INSTRUCTIONS FOR THE TASK |
Count the lines below that contain the string "diver". Reply with the number alone.

MATERIALS PROVIDED |
— start —
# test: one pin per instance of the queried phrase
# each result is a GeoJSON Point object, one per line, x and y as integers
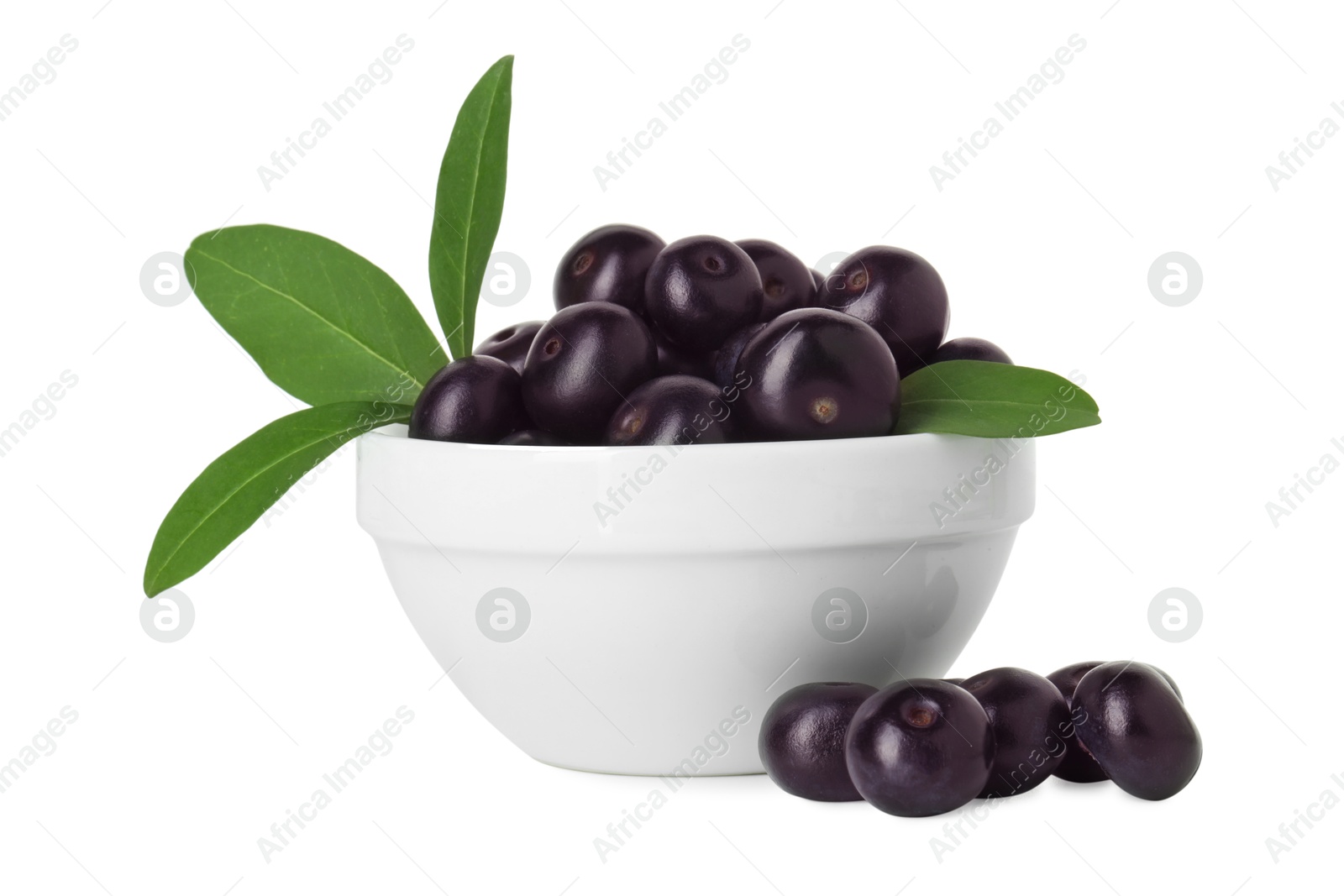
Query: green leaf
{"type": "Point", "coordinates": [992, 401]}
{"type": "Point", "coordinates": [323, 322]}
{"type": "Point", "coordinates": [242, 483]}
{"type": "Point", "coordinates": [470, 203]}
— end —
— start —
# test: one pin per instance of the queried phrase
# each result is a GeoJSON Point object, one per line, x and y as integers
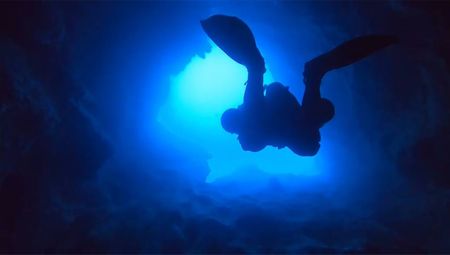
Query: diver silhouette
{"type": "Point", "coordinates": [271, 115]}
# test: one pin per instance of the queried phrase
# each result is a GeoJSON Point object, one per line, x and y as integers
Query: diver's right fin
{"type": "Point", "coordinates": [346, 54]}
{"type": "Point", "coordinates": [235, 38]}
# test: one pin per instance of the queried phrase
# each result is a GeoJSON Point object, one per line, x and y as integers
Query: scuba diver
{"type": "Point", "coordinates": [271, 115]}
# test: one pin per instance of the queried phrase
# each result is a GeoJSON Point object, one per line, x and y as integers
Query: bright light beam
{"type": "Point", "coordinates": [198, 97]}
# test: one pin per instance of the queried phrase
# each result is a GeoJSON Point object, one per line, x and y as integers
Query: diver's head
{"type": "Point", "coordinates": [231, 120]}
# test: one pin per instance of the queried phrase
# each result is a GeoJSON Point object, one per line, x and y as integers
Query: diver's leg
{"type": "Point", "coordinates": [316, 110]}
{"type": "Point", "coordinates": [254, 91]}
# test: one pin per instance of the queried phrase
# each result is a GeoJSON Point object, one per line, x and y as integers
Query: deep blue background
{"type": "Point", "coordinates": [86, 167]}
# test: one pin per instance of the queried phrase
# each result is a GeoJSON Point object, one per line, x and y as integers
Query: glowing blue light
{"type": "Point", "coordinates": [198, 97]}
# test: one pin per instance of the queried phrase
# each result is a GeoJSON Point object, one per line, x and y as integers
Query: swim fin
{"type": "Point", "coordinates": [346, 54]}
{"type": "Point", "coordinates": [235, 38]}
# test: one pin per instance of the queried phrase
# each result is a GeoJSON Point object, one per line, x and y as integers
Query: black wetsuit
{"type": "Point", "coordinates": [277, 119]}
— end —
FULL RESPONSE |
5